*GOAL OF THE EXERCISE*.
Copy every record below exactly as it stands.

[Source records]
[Start of section]
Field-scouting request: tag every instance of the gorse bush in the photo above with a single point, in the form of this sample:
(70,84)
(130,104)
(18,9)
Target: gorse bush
[End of section]
*RESPONSE BELOW*.
Field-scouting request: tag every instance of the gorse bush in the photo above with a single point, in the form of this sample:
(70,84)
(130,104)
(18,9)
Target: gorse bush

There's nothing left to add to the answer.